[Data entries]
╔══

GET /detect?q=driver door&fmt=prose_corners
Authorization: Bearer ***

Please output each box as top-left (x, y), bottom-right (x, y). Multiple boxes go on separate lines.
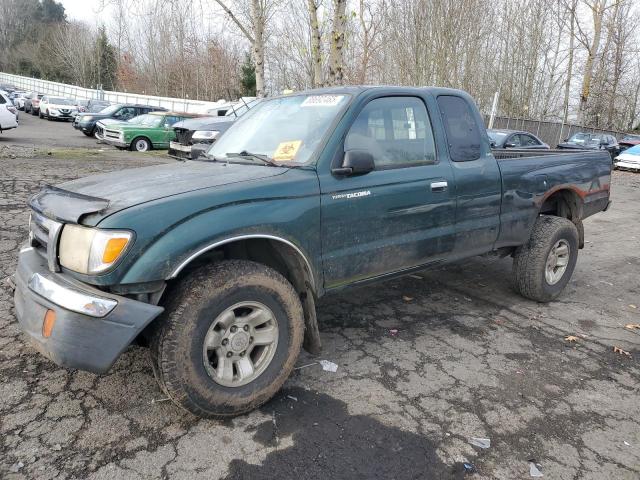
top-left (320, 96), bottom-right (455, 288)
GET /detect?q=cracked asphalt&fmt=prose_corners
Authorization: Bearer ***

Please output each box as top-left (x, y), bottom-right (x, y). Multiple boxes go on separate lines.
top-left (0, 115), bottom-right (640, 480)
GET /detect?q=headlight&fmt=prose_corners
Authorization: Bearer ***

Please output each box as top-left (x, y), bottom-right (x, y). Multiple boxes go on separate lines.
top-left (191, 130), bottom-right (220, 140)
top-left (58, 224), bottom-right (133, 274)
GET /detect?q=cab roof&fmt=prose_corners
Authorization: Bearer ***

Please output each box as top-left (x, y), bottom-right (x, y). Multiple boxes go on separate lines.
top-left (278, 85), bottom-right (468, 97)
top-left (148, 110), bottom-right (206, 118)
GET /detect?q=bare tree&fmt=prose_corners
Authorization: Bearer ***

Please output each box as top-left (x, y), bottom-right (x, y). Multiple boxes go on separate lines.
top-left (307, 0), bottom-right (322, 87)
top-left (327, 0), bottom-right (347, 85)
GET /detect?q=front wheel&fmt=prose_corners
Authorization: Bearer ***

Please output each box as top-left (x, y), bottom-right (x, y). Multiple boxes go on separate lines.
top-left (513, 215), bottom-right (579, 302)
top-left (150, 260), bottom-right (304, 418)
top-left (131, 137), bottom-right (151, 152)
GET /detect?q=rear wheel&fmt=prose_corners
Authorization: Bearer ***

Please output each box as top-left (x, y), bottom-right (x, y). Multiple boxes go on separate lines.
top-left (513, 215), bottom-right (579, 302)
top-left (150, 260), bottom-right (304, 417)
top-left (131, 137), bottom-right (151, 152)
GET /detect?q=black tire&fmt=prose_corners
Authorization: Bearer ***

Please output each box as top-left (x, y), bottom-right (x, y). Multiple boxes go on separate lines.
top-left (513, 215), bottom-right (579, 302)
top-left (129, 137), bottom-right (153, 152)
top-left (150, 260), bottom-right (304, 418)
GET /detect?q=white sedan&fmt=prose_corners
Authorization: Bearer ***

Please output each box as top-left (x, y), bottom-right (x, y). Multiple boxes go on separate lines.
top-left (0, 92), bottom-right (18, 132)
top-left (40, 95), bottom-right (78, 120)
top-left (613, 145), bottom-right (640, 172)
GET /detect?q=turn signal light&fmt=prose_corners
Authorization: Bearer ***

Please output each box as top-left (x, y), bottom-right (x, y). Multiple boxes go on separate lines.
top-left (42, 310), bottom-right (56, 338)
top-left (102, 237), bottom-right (129, 263)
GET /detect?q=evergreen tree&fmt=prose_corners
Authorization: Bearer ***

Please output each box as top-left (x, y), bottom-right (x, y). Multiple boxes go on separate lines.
top-left (94, 26), bottom-right (118, 90)
top-left (240, 53), bottom-right (256, 97)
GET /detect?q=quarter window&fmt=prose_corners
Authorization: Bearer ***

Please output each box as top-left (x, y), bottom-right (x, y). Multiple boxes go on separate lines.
top-left (344, 97), bottom-right (436, 170)
top-left (438, 95), bottom-right (480, 162)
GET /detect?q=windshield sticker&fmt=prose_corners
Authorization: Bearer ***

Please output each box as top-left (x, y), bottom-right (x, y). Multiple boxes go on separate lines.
top-left (300, 95), bottom-right (344, 107)
top-left (273, 140), bottom-right (302, 162)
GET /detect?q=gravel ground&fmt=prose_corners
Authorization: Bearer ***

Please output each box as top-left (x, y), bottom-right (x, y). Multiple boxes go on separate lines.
top-left (0, 119), bottom-right (640, 480)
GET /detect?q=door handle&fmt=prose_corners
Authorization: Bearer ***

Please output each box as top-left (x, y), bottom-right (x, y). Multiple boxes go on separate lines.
top-left (431, 182), bottom-right (449, 192)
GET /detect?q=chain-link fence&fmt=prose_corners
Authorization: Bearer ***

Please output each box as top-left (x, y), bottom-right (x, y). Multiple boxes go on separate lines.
top-left (0, 72), bottom-right (218, 113)
top-left (484, 115), bottom-right (626, 148)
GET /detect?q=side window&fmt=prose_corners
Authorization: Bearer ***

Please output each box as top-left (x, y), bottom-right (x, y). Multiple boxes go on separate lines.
top-left (438, 95), bottom-right (481, 162)
top-left (114, 107), bottom-right (136, 120)
top-left (522, 135), bottom-right (540, 147)
top-left (344, 97), bottom-right (436, 170)
top-left (505, 133), bottom-right (522, 148)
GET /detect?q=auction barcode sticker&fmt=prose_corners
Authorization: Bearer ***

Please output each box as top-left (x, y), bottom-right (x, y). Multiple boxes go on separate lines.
top-left (300, 95), bottom-right (344, 107)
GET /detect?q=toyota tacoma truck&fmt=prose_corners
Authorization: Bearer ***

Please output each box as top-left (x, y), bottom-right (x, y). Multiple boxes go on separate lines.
top-left (14, 87), bottom-right (611, 417)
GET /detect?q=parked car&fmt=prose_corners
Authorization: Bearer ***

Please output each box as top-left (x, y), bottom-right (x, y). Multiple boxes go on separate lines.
top-left (102, 112), bottom-right (198, 152)
top-left (14, 87), bottom-right (611, 418)
top-left (0, 92), bottom-right (18, 133)
top-left (618, 133), bottom-right (640, 153)
top-left (93, 114), bottom-right (157, 143)
top-left (169, 98), bottom-right (259, 160)
top-left (558, 132), bottom-right (620, 159)
top-left (0, 83), bottom-right (17, 94)
top-left (487, 129), bottom-right (549, 150)
top-left (39, 95), bottom-right (78, 120)
top-left (73, 103), bottom-right (167, 137)
top-left (613, 144), bottom-right (640, 172)
top-left (11, 92), bottom-right (27, 110)
top-left (24, 92), bottom-right (44, 115)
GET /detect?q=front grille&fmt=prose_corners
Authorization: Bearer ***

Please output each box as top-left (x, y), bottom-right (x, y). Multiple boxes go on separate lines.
top-left (29, 211), bottom-right (62, 272)
top-left (173, 128), bottom-right (193, 145)
top-left (104, 128), bottom-right (120, 140)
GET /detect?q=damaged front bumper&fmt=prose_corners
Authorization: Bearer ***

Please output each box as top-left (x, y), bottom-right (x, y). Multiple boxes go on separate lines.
top-left (14, 247), bottom-right (164, 373)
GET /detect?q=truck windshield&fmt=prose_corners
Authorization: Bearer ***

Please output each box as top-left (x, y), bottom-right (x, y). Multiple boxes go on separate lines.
top-left (208, 94), bottom-right (350, 163)
top-left (569, 133), bottom-right (602, 145)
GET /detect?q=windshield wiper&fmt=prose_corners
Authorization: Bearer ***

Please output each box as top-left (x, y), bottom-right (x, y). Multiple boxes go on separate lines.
top-left (225, 150), bottom-right (279, 167)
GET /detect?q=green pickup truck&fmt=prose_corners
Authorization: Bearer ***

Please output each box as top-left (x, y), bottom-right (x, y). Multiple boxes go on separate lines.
top-left (100, 112), bottom-right (201, 152)
top-left (14, 87), bottom-right (611, 417)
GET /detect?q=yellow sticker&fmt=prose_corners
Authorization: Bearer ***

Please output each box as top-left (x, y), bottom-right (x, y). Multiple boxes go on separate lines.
top-left (273, 140), bottom-right (302, 162)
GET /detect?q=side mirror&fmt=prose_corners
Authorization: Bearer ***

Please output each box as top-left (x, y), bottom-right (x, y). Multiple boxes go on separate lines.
top-left (331, 150), bottom-right (376, 175)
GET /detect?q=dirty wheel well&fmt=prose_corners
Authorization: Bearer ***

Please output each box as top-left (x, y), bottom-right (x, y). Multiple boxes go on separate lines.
top-left (540, 190), bottom-right (584, 248)
top-left (163, 238), bottom-right (320, 354)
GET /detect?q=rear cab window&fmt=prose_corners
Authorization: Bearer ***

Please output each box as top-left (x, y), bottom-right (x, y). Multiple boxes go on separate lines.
top-left (344, 97), bottom-right (436, 170)
top-left (438, 95), bottom-right (481, 162)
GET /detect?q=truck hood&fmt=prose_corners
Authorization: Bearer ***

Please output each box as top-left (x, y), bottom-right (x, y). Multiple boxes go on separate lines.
top-left (173, 117), bottom-right (236, 130)
top-left (30, 161), bottom-right (288, 225)
top-left (558, 142), bottom-right (600, 150)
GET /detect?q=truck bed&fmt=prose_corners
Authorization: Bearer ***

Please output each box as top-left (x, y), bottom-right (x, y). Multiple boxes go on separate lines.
top-left (493, 150), bottom-right (612, 248)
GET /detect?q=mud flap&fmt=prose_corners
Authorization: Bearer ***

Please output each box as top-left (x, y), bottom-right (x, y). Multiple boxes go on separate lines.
top-left (300, 290), bottom-right (322, 355)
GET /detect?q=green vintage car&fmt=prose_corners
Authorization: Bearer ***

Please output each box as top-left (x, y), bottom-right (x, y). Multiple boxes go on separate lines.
top-left (103, 112), bottom-right (200, 152)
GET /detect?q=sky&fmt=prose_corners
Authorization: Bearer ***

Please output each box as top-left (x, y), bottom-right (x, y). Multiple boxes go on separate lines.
top-left (58, 0), bottom-right (108, 25)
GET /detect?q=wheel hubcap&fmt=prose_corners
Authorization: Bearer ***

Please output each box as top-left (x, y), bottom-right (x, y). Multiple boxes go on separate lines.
top-left (544, 240), bottom-right (571, 285)
top-left (202, 302), bottom-right (278, 387)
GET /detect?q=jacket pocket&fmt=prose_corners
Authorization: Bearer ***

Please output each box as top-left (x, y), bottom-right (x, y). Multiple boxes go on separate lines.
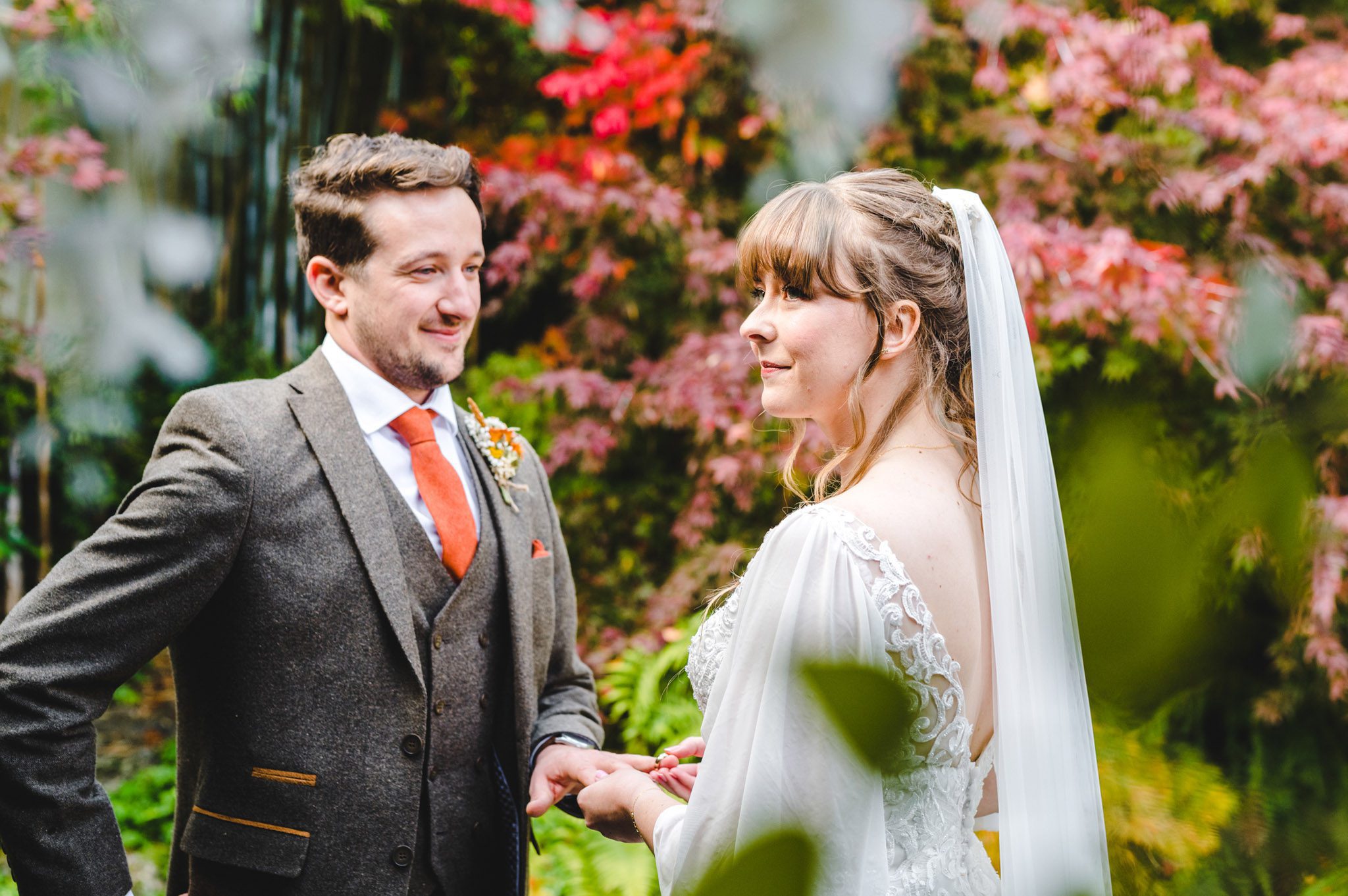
top-left (182, 806), bottom-right (310, 877)
top-left (252, 766), bottom-right (318, 787)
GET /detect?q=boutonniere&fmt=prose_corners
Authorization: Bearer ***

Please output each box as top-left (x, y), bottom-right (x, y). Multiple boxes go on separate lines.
top-left (468, 399), bottom-right (529, 513)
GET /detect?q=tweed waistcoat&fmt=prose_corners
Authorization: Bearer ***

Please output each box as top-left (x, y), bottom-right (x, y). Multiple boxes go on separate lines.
top-left (382, 450), bottom-right (519, 896)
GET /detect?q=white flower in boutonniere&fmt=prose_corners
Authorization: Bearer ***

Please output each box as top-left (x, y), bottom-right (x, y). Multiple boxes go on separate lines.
top-left (468, 399), bottom-right (529, 513)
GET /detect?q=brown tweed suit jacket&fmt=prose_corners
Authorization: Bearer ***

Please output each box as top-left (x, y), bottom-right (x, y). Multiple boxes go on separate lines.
top-left (0, 353), bottom-right (602, 896)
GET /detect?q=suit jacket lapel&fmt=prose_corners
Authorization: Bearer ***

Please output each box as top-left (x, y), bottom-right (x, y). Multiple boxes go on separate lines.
top-left (454, 405), bottom-right (534, 722)
top-left (286, 352), bottom-right (426, 689)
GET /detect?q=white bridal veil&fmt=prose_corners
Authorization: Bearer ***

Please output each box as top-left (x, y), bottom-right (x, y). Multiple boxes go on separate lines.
top-left (933, 187), bottom-right (1111, 896)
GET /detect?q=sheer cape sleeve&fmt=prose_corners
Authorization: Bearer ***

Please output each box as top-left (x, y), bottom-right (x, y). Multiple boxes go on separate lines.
top-left (652, 508), bottom-right (891, 896)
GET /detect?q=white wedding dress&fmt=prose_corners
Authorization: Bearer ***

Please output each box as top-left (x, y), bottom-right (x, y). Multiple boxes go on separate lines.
top-left (652, 501), bottom-right (1000, 896)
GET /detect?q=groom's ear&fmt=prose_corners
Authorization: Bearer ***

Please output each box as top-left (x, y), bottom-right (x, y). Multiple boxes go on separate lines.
top-left (305, 255), bottom-right (352, 318)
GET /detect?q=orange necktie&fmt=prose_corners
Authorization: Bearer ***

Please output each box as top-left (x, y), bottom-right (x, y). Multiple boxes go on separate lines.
top-left (388, 407), bottom-right (477, 580)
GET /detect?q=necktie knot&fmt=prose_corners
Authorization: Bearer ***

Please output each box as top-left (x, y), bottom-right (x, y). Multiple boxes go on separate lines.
top-left (388, 407), bottom-right (436, 445)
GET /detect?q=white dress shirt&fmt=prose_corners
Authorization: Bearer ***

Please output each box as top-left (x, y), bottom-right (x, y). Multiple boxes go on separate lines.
top-left (321, 336), bottom-right (482, 557)
top-left (127, 336), bottom-right (482, 896)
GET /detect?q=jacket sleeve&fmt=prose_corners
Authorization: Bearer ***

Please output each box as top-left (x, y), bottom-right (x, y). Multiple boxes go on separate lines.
top-left (0, 391), bottom-right (252, 896)
top-left (530, 451), bottom-right (604, 744)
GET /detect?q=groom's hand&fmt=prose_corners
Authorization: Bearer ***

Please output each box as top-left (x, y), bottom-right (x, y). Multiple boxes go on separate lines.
top-left (525, 744), bottom-right (655, 818)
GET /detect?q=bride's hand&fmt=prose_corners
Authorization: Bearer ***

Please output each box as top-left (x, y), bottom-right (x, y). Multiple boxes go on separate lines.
top-left (577, 768), bottom-right (669, 843)
top-left (655, 737), bottom-right (706, 768)
top-left (650, 764), bottom-right (698, 803)
top-left (650, 737), bottom-right (706, 802)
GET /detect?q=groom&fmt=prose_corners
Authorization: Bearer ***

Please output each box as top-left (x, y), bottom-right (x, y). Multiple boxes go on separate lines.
top-left (0, 135), bottom-right (651, 896)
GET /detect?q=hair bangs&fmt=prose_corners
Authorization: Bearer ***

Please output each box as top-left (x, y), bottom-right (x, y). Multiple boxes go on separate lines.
top-left (737, 184), bottom-right (863, 297)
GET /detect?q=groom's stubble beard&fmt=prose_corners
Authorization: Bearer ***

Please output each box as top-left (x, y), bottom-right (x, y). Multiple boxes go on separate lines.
top-left (350, 310), bottom-right (473, 391)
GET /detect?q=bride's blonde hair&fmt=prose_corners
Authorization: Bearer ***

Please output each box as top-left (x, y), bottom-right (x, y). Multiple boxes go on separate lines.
top-left (739, 168), bottom-right (979, 501)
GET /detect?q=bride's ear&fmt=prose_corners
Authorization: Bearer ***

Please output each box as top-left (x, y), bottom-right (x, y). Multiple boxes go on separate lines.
top-left (880, 299), bottom-right (922, 361)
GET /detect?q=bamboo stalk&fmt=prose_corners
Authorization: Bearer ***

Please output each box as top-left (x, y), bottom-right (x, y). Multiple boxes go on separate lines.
top-left (32, 245), bottom-right (51, 582)
top-left (4, 439), bottom-right (23, 616)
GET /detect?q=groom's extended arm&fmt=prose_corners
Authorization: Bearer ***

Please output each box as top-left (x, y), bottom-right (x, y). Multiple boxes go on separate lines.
top-left (0, 392), bottom-right (252, 896)
top-left (530, 451), bottom-right (604, 745)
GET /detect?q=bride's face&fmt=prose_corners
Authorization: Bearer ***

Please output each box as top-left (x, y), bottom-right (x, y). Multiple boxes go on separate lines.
top-left (740, 272), bottom-right (876, 432)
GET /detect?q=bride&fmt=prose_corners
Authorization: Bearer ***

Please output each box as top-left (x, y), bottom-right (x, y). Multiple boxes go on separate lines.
top-left (580, 170), bottom-right (1110, 896)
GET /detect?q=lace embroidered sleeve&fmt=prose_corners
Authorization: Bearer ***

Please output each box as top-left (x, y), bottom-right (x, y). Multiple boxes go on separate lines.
top-left (816, 504), bottom-right (973, 766)
top-left (656, 508), bottom-right (890, 896)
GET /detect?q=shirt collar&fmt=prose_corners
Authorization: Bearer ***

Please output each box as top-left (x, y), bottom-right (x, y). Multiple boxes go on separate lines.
top-left (319, 336), bottom-right (458, 436)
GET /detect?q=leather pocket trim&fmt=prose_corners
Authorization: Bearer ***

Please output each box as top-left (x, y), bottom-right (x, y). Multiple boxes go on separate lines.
top-left (192, 806), bottom-right (309, 838)
top-left (252, 768), bottom-right (318, 787)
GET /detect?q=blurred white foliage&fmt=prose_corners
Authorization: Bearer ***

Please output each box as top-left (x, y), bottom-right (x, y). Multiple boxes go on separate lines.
top-left (38, 0), bottom-right (256, 382)
top-left (1227, 265), bottom-right (1297, 389)
top-left (144, 211), bottom-right (221, 287)
top-left (534, 0), bottom-right (613, 53)
top-left (720, 0), bottom-right (922, 178)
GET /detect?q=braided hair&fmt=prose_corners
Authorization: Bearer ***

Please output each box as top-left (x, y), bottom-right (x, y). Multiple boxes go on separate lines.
top-left (739, 168), bottom-right (979, 501)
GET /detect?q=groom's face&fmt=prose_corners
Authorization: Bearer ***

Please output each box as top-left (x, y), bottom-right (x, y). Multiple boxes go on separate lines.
top-left (337, 187), bottom-right (484, 400)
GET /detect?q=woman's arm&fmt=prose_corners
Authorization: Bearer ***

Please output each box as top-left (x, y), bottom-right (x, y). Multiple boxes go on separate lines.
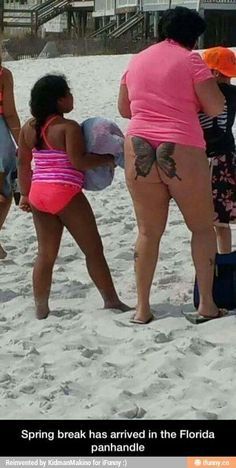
top-left (194, 78), bottom-right (225, 117)
top-left (118, 84), bottom-right (131, 119)
top-left (18, 123), bottom-right (32, 197)
top-left (3, 68), bottom-right (20, 143)
top-left (65, 120), bottom-right (115, 171)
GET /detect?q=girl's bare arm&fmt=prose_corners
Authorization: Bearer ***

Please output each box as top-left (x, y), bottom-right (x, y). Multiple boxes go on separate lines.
top-left (18, 122), bottom-right (32, 196)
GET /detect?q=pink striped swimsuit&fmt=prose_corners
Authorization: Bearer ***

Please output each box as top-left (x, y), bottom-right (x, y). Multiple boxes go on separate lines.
top-left (29, 116), bottom-right (84, 215)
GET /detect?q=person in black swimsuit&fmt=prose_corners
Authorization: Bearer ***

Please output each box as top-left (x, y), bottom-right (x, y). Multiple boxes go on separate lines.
top-left (200, 47), bottom-right (236, 253)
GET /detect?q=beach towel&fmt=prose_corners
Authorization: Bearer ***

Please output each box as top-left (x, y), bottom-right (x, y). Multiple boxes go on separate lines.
top-left (0, 116), bottom-right (16, 197)
top-left (81, 117), bottom-right (124, 191)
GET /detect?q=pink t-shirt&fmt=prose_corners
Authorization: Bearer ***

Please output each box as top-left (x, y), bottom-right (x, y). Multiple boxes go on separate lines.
top-left (121, 39), bottom-right (212, 148)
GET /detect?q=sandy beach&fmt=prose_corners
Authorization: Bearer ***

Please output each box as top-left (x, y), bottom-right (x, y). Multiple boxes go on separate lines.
top-left (0, 55), bottom-right (236, 419)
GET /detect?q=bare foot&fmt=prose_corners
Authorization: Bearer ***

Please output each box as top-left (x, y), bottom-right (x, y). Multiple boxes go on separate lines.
top-left (104, 301), bottom-right (134, 312)
top-left (36, 307), bottom-right (50, 320)
top-left (0, 244), bottom-right (7, 260)
top-left (0, 193), bottom-right (7, 203)
top-left (198, 302), bottom-right (224, 318)
top-left (132, 307), bottom-right (153, 324)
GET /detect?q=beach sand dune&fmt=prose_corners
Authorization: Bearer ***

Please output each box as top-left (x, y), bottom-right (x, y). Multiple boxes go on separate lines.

╚══

Instruction
Copy the records word for word, from the line containing "GET /detect?q=pink t-shirt&fmt=prose_corners" through the end of the records, including both ends.

Exercise solution
GET /detect?q=pink t-shirt&fmt=prose_corners
Authorization: Bearer ***

Please output each box as top-left (x, y), bottom-right (x, y). Multiple boxes go on separate lines.
top-left (121, 39), bottom-right (212, 148)
GET /detect?q=sandy beach&fmt=prose_corners
Authorization: Bearer ***

Please output each box as top-left (x, y), bottom-right (x, y). Multiple boxes go on separate lines.
top-left (0, 55), bottom-right (236, 419)
GET /detect?q=bare foot&fmt=prose_corners
Authorization: Bearer ***

Please output each box as top-left (x, y), bottom-right (x, y). Multiple boxes go on separate lines.
top-left (104, 301), bottom-right (134, 312)
top-left (36, 307), bottom-right (50, 320)
top-left (0, 244), bottom-right (7, 260)
top-left (0, 193), bottom-right (7, 203)
top-left (198, 302), bottom-right (224, 318)
top-left (132, 307), bottom-right (153, 324)
GET /detect?q=beach sand dune&fmt=prose_corners
Authorization: Bearer ***

Please output each box as top-left (x, y), bottom-right (x, y). Multiple boxes go on separate lines.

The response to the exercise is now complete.